* WHAT TO PRODUCE
Reproduce every entry exactly and leave its pictures out.

* SUPPLIED RECORDS
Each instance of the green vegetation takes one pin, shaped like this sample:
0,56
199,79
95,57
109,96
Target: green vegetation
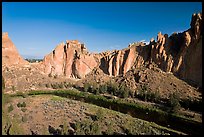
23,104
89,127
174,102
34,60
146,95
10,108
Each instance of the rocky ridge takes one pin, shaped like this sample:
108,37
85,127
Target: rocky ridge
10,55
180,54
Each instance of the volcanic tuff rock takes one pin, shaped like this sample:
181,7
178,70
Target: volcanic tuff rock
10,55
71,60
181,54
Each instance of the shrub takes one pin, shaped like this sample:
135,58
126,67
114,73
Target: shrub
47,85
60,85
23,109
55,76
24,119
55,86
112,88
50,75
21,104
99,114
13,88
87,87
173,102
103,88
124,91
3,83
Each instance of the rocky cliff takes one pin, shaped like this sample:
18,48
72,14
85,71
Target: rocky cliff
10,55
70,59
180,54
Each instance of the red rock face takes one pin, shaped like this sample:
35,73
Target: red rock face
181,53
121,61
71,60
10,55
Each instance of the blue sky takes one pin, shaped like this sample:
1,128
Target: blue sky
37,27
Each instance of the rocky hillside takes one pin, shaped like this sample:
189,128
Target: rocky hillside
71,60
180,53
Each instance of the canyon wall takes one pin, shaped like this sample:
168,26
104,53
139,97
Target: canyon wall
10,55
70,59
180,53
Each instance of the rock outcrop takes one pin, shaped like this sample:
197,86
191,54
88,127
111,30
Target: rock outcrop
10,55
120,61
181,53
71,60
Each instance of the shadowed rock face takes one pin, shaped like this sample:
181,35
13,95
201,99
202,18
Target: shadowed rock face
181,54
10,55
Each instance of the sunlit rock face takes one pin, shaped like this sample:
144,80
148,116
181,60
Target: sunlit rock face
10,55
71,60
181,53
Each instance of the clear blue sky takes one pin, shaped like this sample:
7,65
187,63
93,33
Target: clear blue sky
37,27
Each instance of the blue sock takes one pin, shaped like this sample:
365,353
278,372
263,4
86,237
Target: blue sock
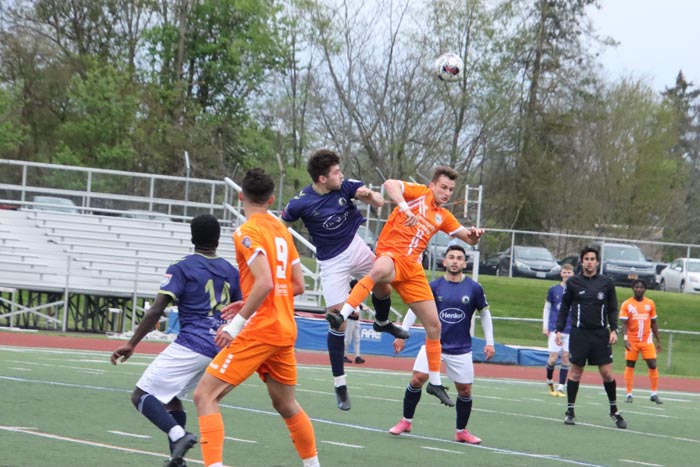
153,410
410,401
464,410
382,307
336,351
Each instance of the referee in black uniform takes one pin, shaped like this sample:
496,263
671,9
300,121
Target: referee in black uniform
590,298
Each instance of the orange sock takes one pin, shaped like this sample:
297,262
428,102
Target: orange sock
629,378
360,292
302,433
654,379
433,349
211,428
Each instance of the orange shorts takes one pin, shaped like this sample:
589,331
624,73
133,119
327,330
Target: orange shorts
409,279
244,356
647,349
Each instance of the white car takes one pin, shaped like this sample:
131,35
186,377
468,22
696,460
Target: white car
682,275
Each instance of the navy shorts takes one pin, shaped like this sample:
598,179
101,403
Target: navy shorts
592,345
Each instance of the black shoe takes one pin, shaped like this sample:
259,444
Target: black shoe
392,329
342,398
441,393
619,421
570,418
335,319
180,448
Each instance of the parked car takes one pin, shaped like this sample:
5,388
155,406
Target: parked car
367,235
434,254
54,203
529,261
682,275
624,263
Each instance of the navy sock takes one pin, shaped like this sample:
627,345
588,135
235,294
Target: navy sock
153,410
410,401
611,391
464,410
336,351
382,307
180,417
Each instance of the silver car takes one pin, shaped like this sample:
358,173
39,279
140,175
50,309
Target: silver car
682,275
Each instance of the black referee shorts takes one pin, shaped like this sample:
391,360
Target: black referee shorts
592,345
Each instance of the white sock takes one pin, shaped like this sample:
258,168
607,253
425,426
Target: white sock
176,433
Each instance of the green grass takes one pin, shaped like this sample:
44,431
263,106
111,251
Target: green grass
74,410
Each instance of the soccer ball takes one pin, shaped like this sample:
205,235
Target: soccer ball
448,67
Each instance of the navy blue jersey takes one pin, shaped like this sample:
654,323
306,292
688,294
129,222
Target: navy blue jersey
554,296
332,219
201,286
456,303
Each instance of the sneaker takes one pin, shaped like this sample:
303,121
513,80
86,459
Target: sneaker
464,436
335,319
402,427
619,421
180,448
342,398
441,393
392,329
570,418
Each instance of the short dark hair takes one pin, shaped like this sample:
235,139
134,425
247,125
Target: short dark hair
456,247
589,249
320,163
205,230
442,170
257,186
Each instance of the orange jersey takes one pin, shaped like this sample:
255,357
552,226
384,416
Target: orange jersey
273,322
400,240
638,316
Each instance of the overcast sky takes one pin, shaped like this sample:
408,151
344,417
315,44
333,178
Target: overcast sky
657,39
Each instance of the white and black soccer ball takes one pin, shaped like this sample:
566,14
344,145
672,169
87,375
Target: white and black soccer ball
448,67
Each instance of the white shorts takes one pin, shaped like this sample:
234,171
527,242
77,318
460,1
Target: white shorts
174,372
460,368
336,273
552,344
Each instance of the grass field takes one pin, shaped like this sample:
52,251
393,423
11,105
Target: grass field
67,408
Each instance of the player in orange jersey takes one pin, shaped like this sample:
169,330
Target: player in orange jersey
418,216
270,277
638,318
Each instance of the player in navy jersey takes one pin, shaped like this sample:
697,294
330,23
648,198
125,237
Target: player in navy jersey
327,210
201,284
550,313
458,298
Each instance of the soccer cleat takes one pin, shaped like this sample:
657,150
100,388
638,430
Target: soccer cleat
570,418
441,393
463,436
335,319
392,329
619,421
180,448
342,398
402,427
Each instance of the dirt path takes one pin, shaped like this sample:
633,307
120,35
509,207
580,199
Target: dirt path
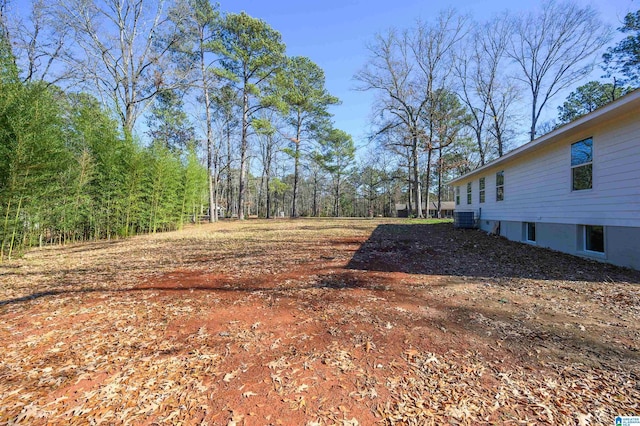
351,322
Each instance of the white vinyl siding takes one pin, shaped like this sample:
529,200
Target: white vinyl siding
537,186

* FINISHED TASK
Each instance of the green vegetation takes one pin, shaped like this sample:
0,56
199,79
95,57
109,96
Target: green vegetation
23,104
89,127
174,102
34,60
146,95
10,108
Each instance of the rocky ridge takes one pin, shaped like this sample:
108,37
85,127
Target: rocky ridge
10,55
180,54
Each instance of the volcanic tuff rock takes one pin, shaped like this sample:
181,7
178,70
Target: volcanic tuff rock
10,55
71,60
181,54
Each instance of the shrub takes one pin, shaped like this sample:
135,58
126,67
114,73
Target: shrub
47,85
60,85
23,109
55,76
24,119
55,86
112,88
50,75
21,104
99,114
13,88
87,87
173,102
103,88
124,91
3,83
Each instance of the rocky cliff takes one pin, shaped like this sample:
18,48
72,14
85,71
Target: rocky cliff
10,55
70,59
180,54
Each instance of the red rock face takes one pin, shaped like this sample:
35,73
Target: red rock face
181,53
121,61
71,60
10,55
Each instance of the blue sky takes one pin, shaped like this sample:
1,128
Target: blue sky
37,27
Each instance of the rocky hillside takes one pin, shaped like this sample:
189,128
Target: rocky hillside
71,60
180,53
Each instance of the canyon wall takes one pin, shaped like this sample:
168,26
104,53
139,97
Target: canyon wall
10,55
70,59
180,53
Each instance of the rock outcrop takes one pin, shaped like this sample:
197,86
191,54
88,127
111,30
Target: rock outcrop
10,55
120,61
181,53
71,60
Each instance of the shadowed rock face takes one pin, shaped like this sample:
181,35
13,95
201,99
202,18
Target: shadowed rock face
181,54
10,55
Each instance of the sunlit rock face takes one pin, shaped like this sample:
144,80
148,116
181,60
Target: sunlit rock face
10,55
71,60
181,53
Each instance of the clear blue sky takes one pin, shaped like this sample:
7,65
187,63
93,33
Target: clear blue sky
37,27
Each instance of the blue sock takes one pin, shaped like this sample:
365,353
278,372
263,4
86,237
Target: blue sock
153,410
410,401
464,410
382,307
336,351
Each instance of the referee in black uniform takes one pin, shaped like this sample:
496,263
671,9
300,121
Target: referee in black uniform
590,298
Each instance of the orange sock takes one pin, shaped like this sample:
297,262
428,102
Target: orange sock
629,378
360,292
302,433
654,379
433,349
211,428
Each instance of the orange shorts takes one pin, shaped like this sample:
589,331
624,73
133,119
327,330
Target: orange shorts
409,279
244,356
647,349
Each instance of the white car takes one pin, shaped like this sample:
131,35
186,377
468,22
696,460
Target: white car
682,275
Each instance of the navy shorts takes one pin, shaped like this sample:
598,179
101,403
Target: navy shorts
592,345
Each instance of the black shoe takes one pin, shaped like this sample:
259,444
Target: black shoe
392,329
342,398
441,393
619,421
570,418
335,319
180,448
Each instance of the parked car takes one pin, shaped like this sample:
5,388
155,406
Target: parked car
367,235
434,254
54,203
529,261
682,275
624,263
Each instance of the navy sock takes one pin, shaped like this sample:
627,345
588,135
235,294
Target: navy sock
153,410
410,401
611,391
464,410
336,351
382,307
180,417
Each instance of the silver car takes one pin, shaped like this sample:
358,173
39,279
140,175
50,309
Target: silver car
682,275
Each instance of the black referee shorts takes one pin, shaped like this sample:
391,360
Target: black referee shorts
592,345
Each instance of the white sock takes one pin, shaped like this sample:
258,168
607,253
425,426
Target: white sock
176,433
Each instance of the green grass takes one pin, shaped like this sample:
44,431
263,106
111,251
Target: green grass
74,410
Each instance of the soccer ball takes one pin, shaped like this sample:
205,235
Target: soccer ball
448,67
Each instance of the navy blue jersey takes one pin, shaped like this sample:
654,323
306,292
688,294
129,222
Target: navy blue jersey
554,296
332,219
201,286
456,303
Each instance of the sneaker takes one pin, shaped like this sample:
303,121
513,80
86,459
Target: sneaker
464,436
335,319
402,427
619,421
180,448
342,398
441,393
392,329
570,418
Each instance of the short dark hair takes one pin, shaped like this sample:
235,139
134,425
247,125
Target: short dark hair
456,247
589,249
320,163
205,230
442,170
257,186
Each instance of the orange jersey takes one pin, shaped like this sample:
255,357
552,226
384,416
Target: orange jersey
273,322
400,240
638,316
Each instance of the overcast sky takes one pin, shaped like this sample:
408,151
344,417
315,44
333,178
Target: overcast sky
657,39
Each instance of the white and black soccer ball takes one pin, shaped like this sample:
566,14
344,145
672,169
87,375
Target: white and black soccer ball
448,67
Each instance of the white shorts takes one pin, shaped like this sample:
234,171
527,242
77,318
460,1
Target: white shorts
174,372
460,368
336,273
552,344
Each instance of the grass field takes one pin, shaped like this sample:
52,251
393,423
11,105
Target: grass field
67,408
Each instance of the player in orange jersey takes one pin, shaped like this sample:
169,330
Target: player in orange jersey
418,216
270,277
638,318
Each instance of the player in navy jersey takes one pin, shaped like this sample:
697,294
330,23
648,198
125,237
Target: player in navy jersey
327,210
201,284
550,313
458,298
Each instance of the soccer cleat takes one pin, shaped like this sample:
657,150
100,388
638,430
Target: soccer cleat
570,418
441,393
463,436
335,319
392,329
619,421
180,448
342,398
402,427
Each instance of the dirt path takes one pin, shaped like this sample:
633,307
120,35
509,207
580,199
Target: dirt path
351,322
Each instance of the white vinyl siding takes one pin, shaped like this sample:
529,200
Target: white vinyl siding
537,186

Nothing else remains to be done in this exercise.